Recorded data:

>> Begin

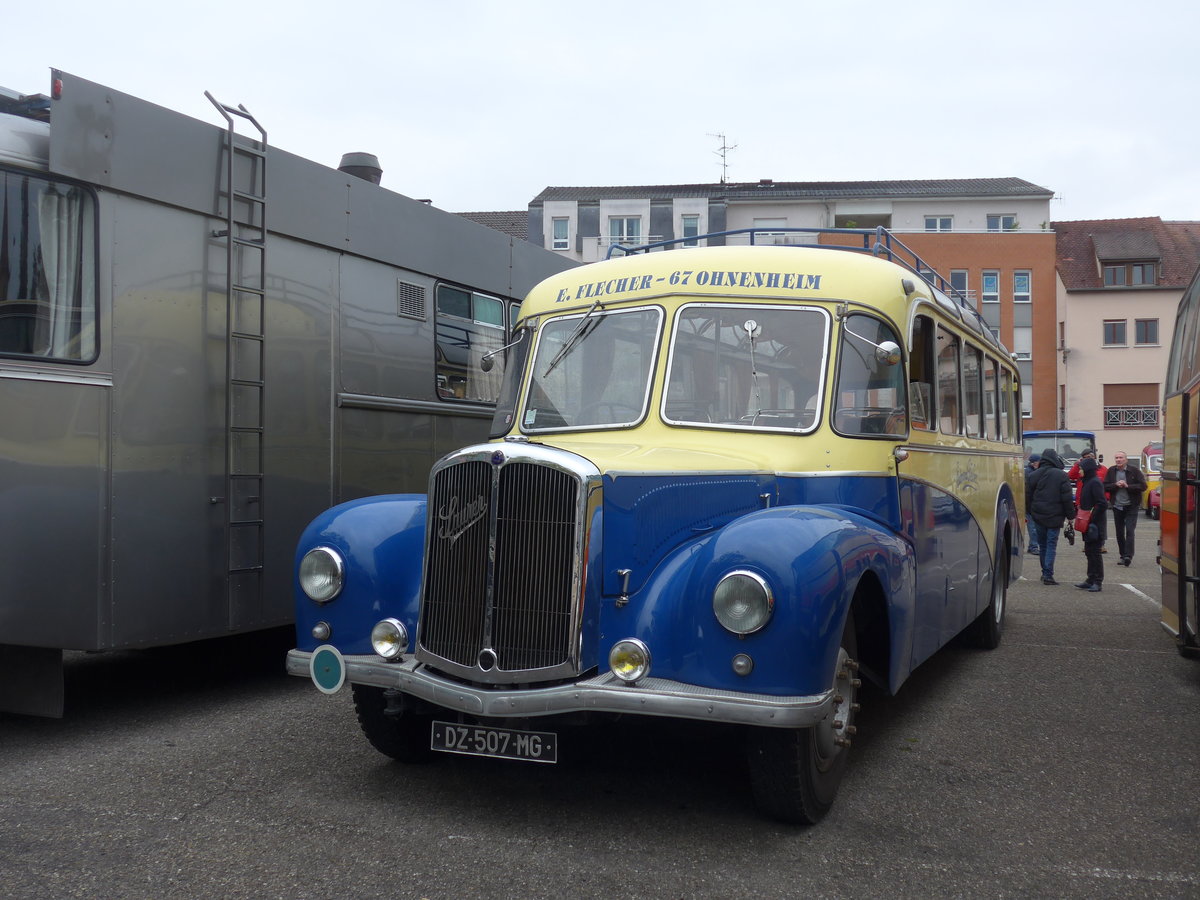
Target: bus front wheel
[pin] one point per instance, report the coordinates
(795, 773)
(393, 731)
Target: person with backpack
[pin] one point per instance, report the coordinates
(1049, 504)
(1091, 499)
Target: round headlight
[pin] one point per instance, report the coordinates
(743, 603)
(629, 660)
(389, 639)
(322, 574)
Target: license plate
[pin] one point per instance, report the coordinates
(505, 743)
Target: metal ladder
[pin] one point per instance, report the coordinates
(244, 191)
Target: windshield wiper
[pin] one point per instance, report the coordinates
(569, 345)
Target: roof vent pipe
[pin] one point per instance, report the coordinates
(365, 166)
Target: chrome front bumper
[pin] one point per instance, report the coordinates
(601, 694)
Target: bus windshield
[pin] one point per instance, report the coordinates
(1068, 444)
(593, 370)
(747, 366)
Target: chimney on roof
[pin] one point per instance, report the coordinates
(365, 166)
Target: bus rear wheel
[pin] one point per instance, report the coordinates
(391, 729)
(989, 628)
(795, 773)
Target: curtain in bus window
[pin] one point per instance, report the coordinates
(972, 396)
(47, 270)
(921, 373)
(948, 400)
(469, 327)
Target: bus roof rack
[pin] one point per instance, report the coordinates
(877, 241)
(29, 106)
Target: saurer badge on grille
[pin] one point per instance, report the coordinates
(456, 521)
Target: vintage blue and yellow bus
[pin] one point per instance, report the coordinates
(724, 484)
(1180, 549)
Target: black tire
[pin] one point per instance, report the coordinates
(988, 629)
(402, 736)
(795, 773)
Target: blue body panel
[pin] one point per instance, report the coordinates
(382, 540)
(919, 547)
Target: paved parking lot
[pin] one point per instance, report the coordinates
(1061, 765)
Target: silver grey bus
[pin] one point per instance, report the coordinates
(205, 341)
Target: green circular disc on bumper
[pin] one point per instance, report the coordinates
(327, 669)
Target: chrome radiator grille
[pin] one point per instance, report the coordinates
(513, 612)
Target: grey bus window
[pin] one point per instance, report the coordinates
(870, 391)
(469, 325)
(47, 270)
(972, 395)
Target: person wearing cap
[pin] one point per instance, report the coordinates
(1125, 485)
(1091, 498)
(1048, 501)
(1077, 474)
(1030, 468)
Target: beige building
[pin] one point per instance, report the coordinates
(1120, 282)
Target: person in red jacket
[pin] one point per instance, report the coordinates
(1077, 474)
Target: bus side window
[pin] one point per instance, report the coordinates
(972, 371)
(869, 390)
(921, 373)
(948, 395)
(1008, 430)
(990, 405)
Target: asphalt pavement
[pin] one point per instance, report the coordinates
(1062, 765)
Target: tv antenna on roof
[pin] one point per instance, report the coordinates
(724, 153)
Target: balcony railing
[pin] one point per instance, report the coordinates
(1131, 417)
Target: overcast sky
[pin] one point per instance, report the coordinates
(479, 106)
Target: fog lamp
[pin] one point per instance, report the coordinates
(389, 639)
(743, 603)
(743, 665)
(322, 574)
(629, 660)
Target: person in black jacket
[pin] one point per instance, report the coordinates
(1091, 497)
(1048, 503)
(1125, 485)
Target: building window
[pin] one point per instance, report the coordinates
(1115, 333)
(625, 229)
(1120, 275)
(991, 286)
(960, 282)
(562, 239)
(1021, 293)
(1145, 331)
(1023, 342)
(1131, 406)
(690, 229)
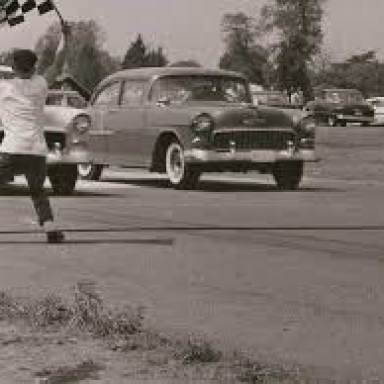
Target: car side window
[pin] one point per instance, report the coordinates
(108, 96)
(133, 92)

>> End

What this task involves:
The lines to write out run from the one containing "Target: balcony railing" through the final line of the material above, both included; write them out exactly, with no pictures.

Exercise solution:
Target: balcony railing
[pin] one point per instance, report the coordinates
(1131, 417)
Target: overcast sky
[pin] one point per instance, report the coordinates
(479, 106)
Target: fog lamp
[pin] one point per instance, report the coordinates
(389, 639)
(743, 603)
(743, 665)
(322, 574)
(629, 660)
Target: person in black jacket
[pin] one point per instance, report the coordinates
(1091, 497)
(1048, 503)
(1125, 485)
Target: building window
[pin] one point per instance, report the coordinates
(1115, 333)
(625, 229)
(1120, 275)
(991, 286)
(960, 282)
(562, 239)
(1021, 293)
(1145, 331)
(1023, 342)
(1131, 406)
(690, 229)
Target: car side window
[pin] one point per instance, report the coordinates
(108, 96)
(133, 92)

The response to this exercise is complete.